-- Begin --
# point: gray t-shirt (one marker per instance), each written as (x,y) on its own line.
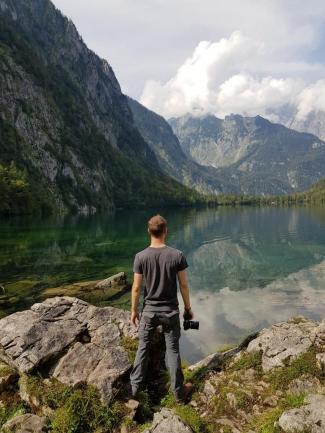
(159,267)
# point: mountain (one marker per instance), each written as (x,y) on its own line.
(172,159)
(259,157)
(313,123)
(65,124)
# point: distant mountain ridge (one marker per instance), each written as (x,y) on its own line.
(259,157)
(65,122)
(172,159)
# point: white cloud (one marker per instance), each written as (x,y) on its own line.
(149,39)
(235,314)
(234,75)
(312,98)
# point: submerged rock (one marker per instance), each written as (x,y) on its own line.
(71,340)
(310,417)
(166,421)
(283,342)
(27,423)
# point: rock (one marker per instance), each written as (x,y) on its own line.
(118,279)
(95,365)
(282,342)
(215,360)
(320,359)
(98,289)
(304,385)
(25,395)
(166,421)
(228,423)
(310,417)
(72,340)
(133,406)
(8,376)
(27,423)
(318,335)
(271,401)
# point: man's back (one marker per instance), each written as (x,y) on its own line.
(159,267)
-- End --
Set problem:
With the pictures omitted, reproduce the records in full and exactly.

Expected answer:
# point: gray t-shirt (one marker per instance), each written as (x,y) on its own line.
(159,267)
# point: mountain (one marker per instance), each written as (x,y) on its own line.
(172,159)
(259,157)
(313,123)
(65,124)
# point: distant mountain ridge (one marker per instance), each written as (x,y) on its own line.
(259,157)
(65,122)
(172,159)
# point: white cloud (one marker per instance), each written as (x,y) on its own line.
(149,39)
(235,314)
(234,75)
(312,98)
# point: submerged rock (one marker per instance), each written as (x,y) on its own line.
(71,340)
(310,417)
(166,421)
(283,342)
(27,423)
# point: rock (one marker per instance), each written as (x,y) on its own line.
(118,279)
(95,365)
(282,342)
(215,360)
(320,359)
(98,289)
(304,385)
(25,395)
(166,421)
(228,423)
(310,417)
(72,340)
(133,406)
(8,376)
(27,423)
(318,335)
(271,401)
# point: man's back (one marker per instance), each written as (x,y) on its own line.
(159,267)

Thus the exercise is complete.